**Task requirements:** Give back the full data, retyped precisely.

**Data records:**
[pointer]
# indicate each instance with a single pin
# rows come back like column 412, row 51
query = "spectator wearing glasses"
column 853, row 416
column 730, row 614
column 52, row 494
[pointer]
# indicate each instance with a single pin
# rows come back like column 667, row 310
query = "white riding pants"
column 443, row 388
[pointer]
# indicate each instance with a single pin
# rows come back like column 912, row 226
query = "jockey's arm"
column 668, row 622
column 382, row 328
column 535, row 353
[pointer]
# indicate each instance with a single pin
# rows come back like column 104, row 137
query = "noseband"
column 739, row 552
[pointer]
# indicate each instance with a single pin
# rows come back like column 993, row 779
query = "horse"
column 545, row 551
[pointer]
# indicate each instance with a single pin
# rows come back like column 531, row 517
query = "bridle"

**Task answer:**
[pointer]
# indicate each instance with a single pin
# rows come back like column 412, row 51
query = "spectator wearing glasses"
column 853, row 416
column 730, row 614
column 52, row 494
[pointer]
# indicate each instance with a single pin
# rows come back like column 667, row 310
query = "white riding pants"
column 443, row 388
[pointer]
# indicate each instance with a single pin
# rows come back like column 912, row 226
query = "jockey's arm"
column 668, row 622
column 382, row 328
column 535, row 353
[pointer]
# indicate each instance with a single pin
# rows come back like column 104, row 137
query = "noseband"
column 739, row 552
[pointer]
# indicate each instance with a single pin
# rows come back like column 993, row 779
query = "horse"
column 545, row 551
[pointer]
# indicate each instance with a single pin
# rows come back like column 531, row 517
query = "bridle"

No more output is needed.